### Task requirements
Please convert the lines into a JSON list of strings, one string per line and no blank lines, beginning at the line that contains "Target: silvery green leaf" and running through the end of the lines.

### Supplied information
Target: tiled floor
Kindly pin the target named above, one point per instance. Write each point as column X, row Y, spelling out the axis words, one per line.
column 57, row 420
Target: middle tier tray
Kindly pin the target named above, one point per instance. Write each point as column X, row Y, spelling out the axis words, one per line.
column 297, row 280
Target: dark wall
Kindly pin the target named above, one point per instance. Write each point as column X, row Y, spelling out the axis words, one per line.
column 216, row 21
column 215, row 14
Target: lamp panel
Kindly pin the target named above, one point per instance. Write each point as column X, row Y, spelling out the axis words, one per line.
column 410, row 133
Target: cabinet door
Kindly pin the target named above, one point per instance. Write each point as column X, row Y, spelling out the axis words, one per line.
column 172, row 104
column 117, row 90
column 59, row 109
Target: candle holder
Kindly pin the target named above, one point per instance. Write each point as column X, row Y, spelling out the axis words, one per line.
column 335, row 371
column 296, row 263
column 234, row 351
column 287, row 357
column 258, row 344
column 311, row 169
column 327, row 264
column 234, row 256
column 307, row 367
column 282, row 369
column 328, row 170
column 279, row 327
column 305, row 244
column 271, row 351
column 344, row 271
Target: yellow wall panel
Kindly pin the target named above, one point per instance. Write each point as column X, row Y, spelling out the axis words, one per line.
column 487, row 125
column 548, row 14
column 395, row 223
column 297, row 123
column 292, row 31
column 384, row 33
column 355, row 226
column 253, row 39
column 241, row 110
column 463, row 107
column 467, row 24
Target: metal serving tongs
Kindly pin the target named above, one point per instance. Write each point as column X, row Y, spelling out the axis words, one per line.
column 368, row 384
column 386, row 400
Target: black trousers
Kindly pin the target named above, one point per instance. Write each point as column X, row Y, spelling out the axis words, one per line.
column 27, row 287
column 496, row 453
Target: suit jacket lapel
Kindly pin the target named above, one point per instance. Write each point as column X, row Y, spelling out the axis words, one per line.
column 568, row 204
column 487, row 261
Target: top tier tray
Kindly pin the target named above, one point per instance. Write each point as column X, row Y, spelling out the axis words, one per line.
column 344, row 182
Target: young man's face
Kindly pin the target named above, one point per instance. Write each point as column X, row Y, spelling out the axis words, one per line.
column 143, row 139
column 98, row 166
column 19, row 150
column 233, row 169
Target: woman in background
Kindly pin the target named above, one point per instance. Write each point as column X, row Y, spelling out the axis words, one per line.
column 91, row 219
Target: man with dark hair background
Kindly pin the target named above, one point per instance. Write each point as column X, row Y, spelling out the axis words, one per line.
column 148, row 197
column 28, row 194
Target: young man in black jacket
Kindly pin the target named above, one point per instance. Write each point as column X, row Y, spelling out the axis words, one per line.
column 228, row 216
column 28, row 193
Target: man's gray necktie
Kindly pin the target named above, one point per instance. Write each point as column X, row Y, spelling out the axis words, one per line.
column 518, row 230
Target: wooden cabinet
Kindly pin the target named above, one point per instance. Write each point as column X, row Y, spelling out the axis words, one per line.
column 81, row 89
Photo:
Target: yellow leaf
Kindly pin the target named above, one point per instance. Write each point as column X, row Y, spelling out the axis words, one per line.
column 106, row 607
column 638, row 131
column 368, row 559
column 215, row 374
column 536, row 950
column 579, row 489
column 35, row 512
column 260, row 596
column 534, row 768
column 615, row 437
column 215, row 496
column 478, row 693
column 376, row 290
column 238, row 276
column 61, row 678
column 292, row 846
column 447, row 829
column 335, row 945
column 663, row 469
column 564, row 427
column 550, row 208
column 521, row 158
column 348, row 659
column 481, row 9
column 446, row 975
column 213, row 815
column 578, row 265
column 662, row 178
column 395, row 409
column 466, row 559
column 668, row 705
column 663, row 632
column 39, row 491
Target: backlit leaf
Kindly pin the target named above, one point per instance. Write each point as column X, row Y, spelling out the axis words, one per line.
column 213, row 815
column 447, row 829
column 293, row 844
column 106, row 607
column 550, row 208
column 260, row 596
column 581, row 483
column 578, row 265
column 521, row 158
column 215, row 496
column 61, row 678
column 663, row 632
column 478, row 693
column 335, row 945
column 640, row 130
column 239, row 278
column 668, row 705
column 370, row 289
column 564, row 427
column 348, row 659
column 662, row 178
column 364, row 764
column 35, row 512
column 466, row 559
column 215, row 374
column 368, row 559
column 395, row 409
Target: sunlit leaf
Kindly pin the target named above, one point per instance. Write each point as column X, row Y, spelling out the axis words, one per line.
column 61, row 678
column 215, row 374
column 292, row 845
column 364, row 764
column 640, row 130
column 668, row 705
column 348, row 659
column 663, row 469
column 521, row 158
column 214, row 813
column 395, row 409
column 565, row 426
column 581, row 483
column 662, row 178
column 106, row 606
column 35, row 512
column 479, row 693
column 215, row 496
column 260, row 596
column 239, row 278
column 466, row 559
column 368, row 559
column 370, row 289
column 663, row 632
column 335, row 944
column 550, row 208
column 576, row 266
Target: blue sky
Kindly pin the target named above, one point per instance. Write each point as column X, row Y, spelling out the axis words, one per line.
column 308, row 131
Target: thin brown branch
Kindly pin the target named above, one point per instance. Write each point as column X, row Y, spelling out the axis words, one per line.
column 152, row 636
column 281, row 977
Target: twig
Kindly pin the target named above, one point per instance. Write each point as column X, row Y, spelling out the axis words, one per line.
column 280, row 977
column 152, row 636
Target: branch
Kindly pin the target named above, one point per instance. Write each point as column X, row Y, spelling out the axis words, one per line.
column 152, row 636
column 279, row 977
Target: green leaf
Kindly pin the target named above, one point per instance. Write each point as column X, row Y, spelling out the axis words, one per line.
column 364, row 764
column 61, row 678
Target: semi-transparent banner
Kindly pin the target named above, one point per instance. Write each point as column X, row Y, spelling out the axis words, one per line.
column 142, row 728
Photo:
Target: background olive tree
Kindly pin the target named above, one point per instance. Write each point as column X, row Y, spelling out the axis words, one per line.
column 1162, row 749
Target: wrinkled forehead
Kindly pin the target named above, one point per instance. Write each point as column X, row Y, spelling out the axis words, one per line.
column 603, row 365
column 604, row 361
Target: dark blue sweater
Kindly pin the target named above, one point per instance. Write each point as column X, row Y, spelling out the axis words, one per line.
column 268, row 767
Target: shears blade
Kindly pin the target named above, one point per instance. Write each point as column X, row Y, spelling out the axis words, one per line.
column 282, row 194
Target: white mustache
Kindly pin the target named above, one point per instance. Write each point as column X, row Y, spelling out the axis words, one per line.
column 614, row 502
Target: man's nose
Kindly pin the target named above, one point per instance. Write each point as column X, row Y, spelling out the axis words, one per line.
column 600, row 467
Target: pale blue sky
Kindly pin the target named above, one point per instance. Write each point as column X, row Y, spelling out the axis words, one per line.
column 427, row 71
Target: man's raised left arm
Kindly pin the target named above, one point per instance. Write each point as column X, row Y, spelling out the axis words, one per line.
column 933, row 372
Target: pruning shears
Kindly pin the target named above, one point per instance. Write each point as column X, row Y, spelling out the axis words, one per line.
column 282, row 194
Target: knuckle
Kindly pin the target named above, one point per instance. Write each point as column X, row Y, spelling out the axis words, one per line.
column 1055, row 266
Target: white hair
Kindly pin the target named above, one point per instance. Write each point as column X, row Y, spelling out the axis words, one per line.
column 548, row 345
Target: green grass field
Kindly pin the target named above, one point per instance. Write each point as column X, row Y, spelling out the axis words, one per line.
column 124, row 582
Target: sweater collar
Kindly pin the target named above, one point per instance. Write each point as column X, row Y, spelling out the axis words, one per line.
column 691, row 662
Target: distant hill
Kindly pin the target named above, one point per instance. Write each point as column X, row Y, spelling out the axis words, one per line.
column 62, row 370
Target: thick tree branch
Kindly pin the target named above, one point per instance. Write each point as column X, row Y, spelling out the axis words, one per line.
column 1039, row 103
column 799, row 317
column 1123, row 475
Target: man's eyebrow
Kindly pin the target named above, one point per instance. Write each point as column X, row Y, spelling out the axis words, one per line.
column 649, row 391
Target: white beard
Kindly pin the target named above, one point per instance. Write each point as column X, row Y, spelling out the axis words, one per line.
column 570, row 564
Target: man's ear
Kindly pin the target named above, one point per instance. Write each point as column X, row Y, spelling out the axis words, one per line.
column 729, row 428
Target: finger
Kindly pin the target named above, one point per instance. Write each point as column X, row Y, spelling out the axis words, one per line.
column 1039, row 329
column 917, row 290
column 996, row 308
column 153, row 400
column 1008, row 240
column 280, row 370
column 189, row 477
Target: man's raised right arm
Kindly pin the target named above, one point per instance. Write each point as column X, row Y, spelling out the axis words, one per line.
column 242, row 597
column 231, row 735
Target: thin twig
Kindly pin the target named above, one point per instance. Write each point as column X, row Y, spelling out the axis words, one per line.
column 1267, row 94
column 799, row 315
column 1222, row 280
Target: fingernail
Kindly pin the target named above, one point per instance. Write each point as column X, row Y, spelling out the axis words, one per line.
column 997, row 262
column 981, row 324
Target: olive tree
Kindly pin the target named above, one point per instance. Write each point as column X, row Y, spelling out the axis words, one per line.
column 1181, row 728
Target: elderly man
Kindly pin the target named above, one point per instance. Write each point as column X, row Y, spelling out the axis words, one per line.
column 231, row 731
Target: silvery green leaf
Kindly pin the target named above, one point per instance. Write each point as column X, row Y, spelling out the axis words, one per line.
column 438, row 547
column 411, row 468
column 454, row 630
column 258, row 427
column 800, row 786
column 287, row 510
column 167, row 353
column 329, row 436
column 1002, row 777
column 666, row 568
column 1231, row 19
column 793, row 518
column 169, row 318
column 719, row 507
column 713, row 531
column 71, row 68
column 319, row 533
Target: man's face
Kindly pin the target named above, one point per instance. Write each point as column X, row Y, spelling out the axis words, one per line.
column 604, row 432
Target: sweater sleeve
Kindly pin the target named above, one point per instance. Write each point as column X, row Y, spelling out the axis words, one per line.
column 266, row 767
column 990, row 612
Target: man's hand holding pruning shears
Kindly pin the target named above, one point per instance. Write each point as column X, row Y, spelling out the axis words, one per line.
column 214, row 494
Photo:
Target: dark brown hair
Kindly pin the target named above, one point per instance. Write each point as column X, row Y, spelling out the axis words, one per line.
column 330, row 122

### Task solution
[
  "Target: silvery green leaf",
  "Kindly pin the target named above, one point per instance. Write each point as column X, row Y, spelling out the axis words, one per line.",
  "column 438, row 547",
  "column 411, row 468",
  "column 454, row 630",
  "column 258, row 427",
  "column 800, row 786",
  "column 287, row 510",
  "column 167, row 353",
  "column 329, row 436",
  "column 1002, row 777",
  "column 666, row 568",
  "column 1231, row 19",
  "column 793, row 518",
  "column 169, row 318",
  "column 719, row 507",
  "column 713, row 531",
  "column 71, row 68",
  "column 319, row 533",
  "Target: man's face",
  "Kindly pin the target named above, one point per instance. Write each point as column X, row Y, spelling out the axis words, one per line.",
  "column 604, row 432",
  "Target: sweater sleeve",
  "Kindly pin the target named above, one point per instance. Write each point as column X, row Y, spelling out the axis words, one per line.",
  "column 266, row 767",
  "column 990, row 612",
  "Target: man's hand holding pruning shears",
  "Kindly pin the target named above, one point per instance. Write each point as column X, row Y, spelling out the axis words, one per line.",
  "column 214, row 494",
  "Photo:",
  "Target: dark brown hair",
  "Kindly pin the target named above, one point per instance. Write each point as column X, row Y, spelling out the axis words, one per line.",
  "column 330, row 122"
]